Collection entries:

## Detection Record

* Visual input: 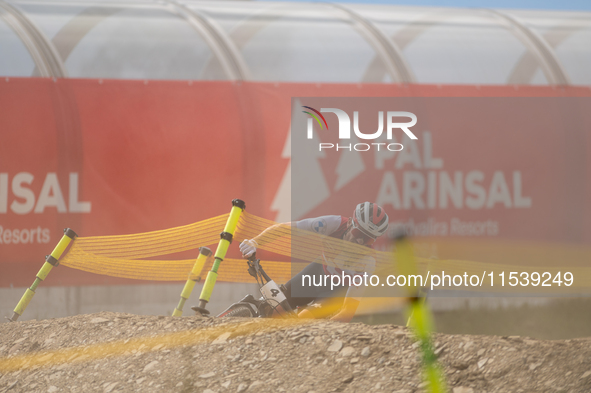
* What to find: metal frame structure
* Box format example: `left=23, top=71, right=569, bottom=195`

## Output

▶ _Instructions to follow_:
Your task is to set down the records shown above exactly, minus any pictures.

▶ _Answer to this problem_:
## Detection Record

* Visual input: 
* What to find: metal frame structure
* Box format example: `left=23, top=71, right=569, bottom=195`

## Output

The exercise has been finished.